----- SUPPLIED TEXT
The measurements of thermal conductivity of the nanofluids were carried out by using the well-known three-omega (3ω) method [51,52] in the bidirectional configuration [53,54]. An extended description of the setup can be found in the section on experimental methods in the supporting information of References [27,55]. The effective viscosity of the nanofluids was measured using a Haake RheoStress RS600 rheometer from Thermo Electron Corp. at T = 20–21 °C. The shear rate used was 2880 s−1 with a measurement time of 30 seconds. The Raman spectra were recorded by T64000 Raman spectrometer manufactured by HORIBA Jobin Yvon (Chilly-Mazarin, France). It was used in single grating mode (2400 lines) with a spectral resolution better than 0.4 cm−1. The NF was placed in a transparent quartz cuvette. Then a green diode laser (λ = 532 nm) was focused on the cuvette by using a 50× long working distance microscope objective. The power of the laser was kept as low as possible (<2 mW) to avoid any possible effect from self-heating. Raman analyses of the samples were repeated under similar conditions as a function of time (day 1, after ~one month and more than one year later) to verify the reproducibility of the Raman spectra (See Figures S1–S3 in the supporting information for more details).

3. Results and Discussions

3.1. Thermal Conductivity and Viscosity Measurements

The Table 1 shows the thermal conductivity for different graphene concentrations (C) in nanofluids based on N, N-dimethylformamide (DMF), N, N-dimethylacetamide (DMAc) and N-methyl-2-pyrrolidinone (NMP). Progressive enhancement of k was observed in DMAc and DMF-based nanofluids (NFs) as C increased, with a maximum enhancement of ~48% for C = 1.50 mg/mL in DMAc-based NF. Concentrations between 0.1–0.5 mg/mL in DMF and DMAc produced relatively large enhancements of ~6–25% and 3–17%, respectively. While in the same set of concentrations no significant enhancement of k was detected in NMP-based NFs. In contrast, in the case of viscosity, a maximum enhancement of ~44% was observed for 0.50 mg/mL graphene in NMP.
----------
----- MATERIAL PROVIDED
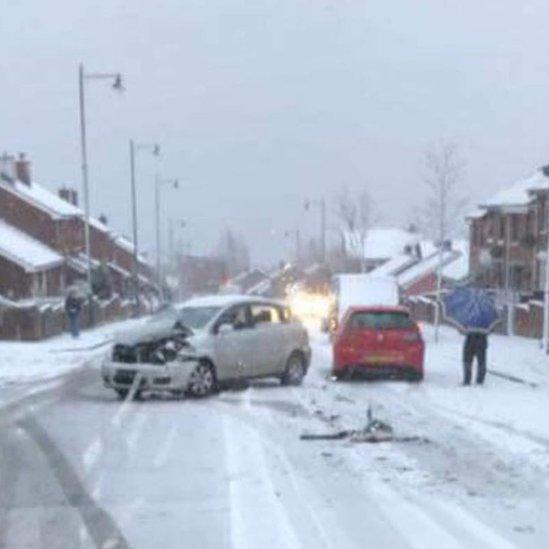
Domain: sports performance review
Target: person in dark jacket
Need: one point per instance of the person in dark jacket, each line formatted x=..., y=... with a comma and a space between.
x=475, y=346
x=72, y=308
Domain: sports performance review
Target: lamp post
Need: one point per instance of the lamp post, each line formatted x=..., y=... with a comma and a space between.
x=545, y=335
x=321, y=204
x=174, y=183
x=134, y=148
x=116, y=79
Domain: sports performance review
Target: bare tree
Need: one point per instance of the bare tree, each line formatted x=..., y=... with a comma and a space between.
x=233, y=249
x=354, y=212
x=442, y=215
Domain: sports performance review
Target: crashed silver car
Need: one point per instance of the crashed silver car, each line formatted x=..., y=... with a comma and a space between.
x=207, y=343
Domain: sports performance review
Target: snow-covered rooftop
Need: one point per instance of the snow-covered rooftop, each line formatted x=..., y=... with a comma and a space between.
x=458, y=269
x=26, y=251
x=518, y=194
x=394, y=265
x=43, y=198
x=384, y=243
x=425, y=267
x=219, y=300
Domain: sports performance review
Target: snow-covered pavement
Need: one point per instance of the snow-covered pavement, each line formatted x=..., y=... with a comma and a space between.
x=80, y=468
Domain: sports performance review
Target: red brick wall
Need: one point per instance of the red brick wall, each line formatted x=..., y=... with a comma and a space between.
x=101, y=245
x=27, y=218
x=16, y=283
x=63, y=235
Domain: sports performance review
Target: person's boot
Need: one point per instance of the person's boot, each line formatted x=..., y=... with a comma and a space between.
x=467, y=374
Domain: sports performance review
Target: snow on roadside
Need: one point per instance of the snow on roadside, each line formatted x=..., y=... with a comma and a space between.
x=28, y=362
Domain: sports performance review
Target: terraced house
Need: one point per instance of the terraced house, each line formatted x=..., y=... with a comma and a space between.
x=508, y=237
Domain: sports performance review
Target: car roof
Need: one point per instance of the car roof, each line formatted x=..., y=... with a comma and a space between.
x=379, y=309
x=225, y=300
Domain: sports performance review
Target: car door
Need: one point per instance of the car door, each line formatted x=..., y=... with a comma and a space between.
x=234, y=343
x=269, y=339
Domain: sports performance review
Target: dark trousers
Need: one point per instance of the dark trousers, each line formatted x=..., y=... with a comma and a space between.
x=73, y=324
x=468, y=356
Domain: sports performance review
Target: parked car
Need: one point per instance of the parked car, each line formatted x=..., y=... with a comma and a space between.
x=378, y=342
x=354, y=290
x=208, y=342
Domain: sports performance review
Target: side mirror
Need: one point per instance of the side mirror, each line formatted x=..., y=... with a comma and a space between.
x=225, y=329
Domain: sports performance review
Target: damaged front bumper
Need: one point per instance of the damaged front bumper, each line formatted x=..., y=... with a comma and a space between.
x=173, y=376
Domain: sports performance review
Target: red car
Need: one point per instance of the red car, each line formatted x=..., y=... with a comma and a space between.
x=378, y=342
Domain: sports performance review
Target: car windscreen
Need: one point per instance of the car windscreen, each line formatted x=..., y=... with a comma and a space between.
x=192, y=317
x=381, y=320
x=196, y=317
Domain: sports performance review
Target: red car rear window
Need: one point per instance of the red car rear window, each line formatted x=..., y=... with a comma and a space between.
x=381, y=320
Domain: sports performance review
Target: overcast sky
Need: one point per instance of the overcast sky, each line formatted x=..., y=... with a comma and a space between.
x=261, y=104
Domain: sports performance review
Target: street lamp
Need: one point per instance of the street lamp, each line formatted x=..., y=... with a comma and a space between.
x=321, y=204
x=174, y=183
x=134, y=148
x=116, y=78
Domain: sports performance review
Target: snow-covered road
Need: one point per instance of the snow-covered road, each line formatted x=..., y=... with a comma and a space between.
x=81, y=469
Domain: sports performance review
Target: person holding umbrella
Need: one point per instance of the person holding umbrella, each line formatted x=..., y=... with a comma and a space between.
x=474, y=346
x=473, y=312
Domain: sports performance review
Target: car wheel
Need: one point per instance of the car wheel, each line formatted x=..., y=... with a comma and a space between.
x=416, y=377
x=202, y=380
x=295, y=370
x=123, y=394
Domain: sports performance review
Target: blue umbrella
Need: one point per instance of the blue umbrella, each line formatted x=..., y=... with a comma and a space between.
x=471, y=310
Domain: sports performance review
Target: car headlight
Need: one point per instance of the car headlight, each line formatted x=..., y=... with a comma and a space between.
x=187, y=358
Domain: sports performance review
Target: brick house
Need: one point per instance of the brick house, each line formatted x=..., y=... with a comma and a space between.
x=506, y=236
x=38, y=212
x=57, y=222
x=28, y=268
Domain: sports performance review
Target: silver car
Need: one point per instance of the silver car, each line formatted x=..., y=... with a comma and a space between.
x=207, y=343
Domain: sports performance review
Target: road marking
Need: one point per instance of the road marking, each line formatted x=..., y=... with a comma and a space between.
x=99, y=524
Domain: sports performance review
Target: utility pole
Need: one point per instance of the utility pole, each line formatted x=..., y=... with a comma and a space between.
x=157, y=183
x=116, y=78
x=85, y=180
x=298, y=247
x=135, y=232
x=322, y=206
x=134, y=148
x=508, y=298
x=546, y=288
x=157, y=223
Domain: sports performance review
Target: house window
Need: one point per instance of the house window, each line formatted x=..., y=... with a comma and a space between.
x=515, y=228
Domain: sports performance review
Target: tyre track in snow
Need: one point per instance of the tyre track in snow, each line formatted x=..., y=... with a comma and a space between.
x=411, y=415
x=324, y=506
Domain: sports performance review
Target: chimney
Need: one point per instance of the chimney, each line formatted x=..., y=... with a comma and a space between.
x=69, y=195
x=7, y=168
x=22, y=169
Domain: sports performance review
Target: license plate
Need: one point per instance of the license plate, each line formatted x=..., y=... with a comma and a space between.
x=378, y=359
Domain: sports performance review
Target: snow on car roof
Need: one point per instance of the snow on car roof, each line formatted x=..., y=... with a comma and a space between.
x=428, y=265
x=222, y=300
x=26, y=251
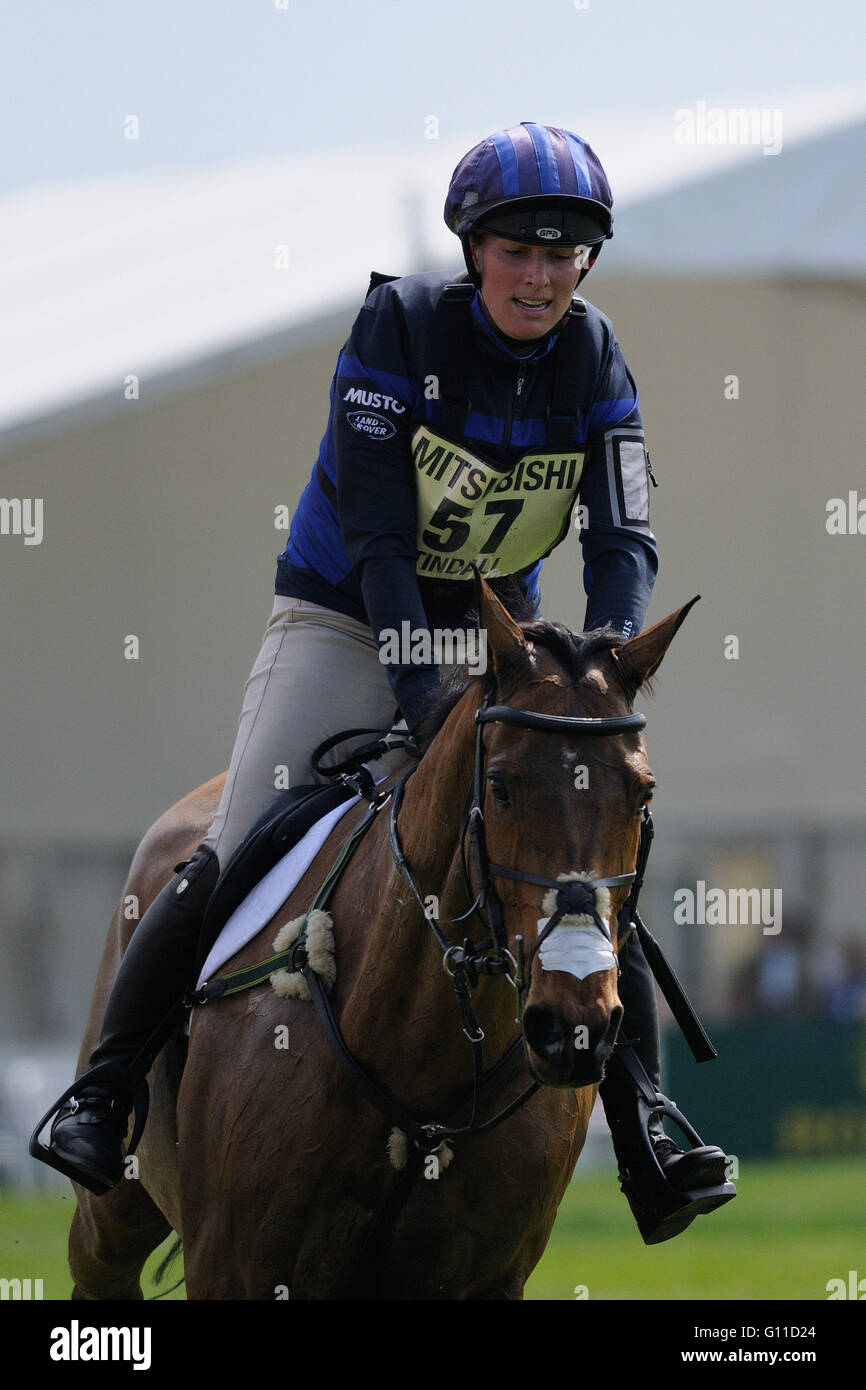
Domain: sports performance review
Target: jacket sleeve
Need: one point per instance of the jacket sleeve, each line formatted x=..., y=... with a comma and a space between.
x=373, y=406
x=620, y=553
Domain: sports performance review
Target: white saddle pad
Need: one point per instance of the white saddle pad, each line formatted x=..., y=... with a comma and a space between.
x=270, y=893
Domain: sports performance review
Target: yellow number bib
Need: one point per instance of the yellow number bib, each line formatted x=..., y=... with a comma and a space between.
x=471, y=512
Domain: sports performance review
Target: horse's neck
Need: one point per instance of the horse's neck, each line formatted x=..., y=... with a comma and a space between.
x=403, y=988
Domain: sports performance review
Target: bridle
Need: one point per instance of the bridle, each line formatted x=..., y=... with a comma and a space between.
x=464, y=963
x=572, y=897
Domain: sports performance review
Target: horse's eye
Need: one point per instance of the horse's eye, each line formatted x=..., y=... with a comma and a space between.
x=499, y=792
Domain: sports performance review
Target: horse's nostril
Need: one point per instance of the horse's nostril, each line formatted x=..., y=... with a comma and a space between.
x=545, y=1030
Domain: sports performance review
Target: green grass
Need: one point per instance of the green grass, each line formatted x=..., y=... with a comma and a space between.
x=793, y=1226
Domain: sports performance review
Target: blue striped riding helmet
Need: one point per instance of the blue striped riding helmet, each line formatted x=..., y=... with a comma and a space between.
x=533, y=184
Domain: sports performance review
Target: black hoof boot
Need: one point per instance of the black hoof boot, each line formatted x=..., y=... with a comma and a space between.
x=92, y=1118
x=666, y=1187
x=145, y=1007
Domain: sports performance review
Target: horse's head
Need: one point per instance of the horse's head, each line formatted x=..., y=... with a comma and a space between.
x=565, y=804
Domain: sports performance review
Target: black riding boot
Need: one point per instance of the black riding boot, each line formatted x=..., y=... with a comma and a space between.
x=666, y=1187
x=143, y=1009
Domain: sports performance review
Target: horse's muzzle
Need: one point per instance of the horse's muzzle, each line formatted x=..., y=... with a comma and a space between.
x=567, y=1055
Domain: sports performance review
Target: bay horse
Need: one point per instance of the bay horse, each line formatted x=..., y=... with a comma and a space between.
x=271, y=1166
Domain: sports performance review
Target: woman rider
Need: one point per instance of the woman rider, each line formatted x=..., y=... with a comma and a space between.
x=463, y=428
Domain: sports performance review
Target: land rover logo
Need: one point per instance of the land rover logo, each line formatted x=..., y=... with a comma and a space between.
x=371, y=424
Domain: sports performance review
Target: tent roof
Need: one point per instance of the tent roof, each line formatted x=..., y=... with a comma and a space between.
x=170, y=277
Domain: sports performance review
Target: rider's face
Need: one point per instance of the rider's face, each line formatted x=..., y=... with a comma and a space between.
----------
● EXERCISE INSTRUCTIONS
[a] Can you sum up the nanofluid measurement text in two sentences?
[b] Could you swap "lamp post" for "street lamp" in the records, from their start through the line holding "x=442, y=215", inclusive? Give those lines again with everything else unchanged, and leave the pictures out.

● EXPECTED ANSWERS
[a] The thermal conductivity of the nanofluids was measured with the three-omega method and their viscosity with a Haake RheoStress RS600 rheometer, while Raman spectra were recorded with a T64000 spectrometer using a green laser kept below 2 mW. Thermal conductivity rose progressively with graphene concentration in DMAc- and DMF-based nanofluids, reaching an enhancement of about 48% at 1.50 mg/mL in DMAc, whereas NMP-based nanofluids showed no significant conductivity gain at 0.1–0.5 mg/mL but a viscosity enhancement of up to about 44% at 0.50 mg/mL.

[b]
Domain: sports performance review
Target: person in dark jacket
Need: one point per instance of the person in dark jacket, each line formatted x=..., y=... with a comma and a space between.
x=475, y=346
x=72, y=308
Domain: sports performance review
Target: street lamp
Need: one point per instance of the street lamp, each line formatted x=..., y=... with a comma and a space between.
x=545, y=335
x=321, y=204
x=174, y=183
x=134, y=148
x=116, y=79
Domain: sports performance review
Target: bare tree
Need: one point per instance of the bare tree, each line formatted x=..., y=... with a comma and a space between.
x=233, y=249
x=354, y=212
x=442, y=215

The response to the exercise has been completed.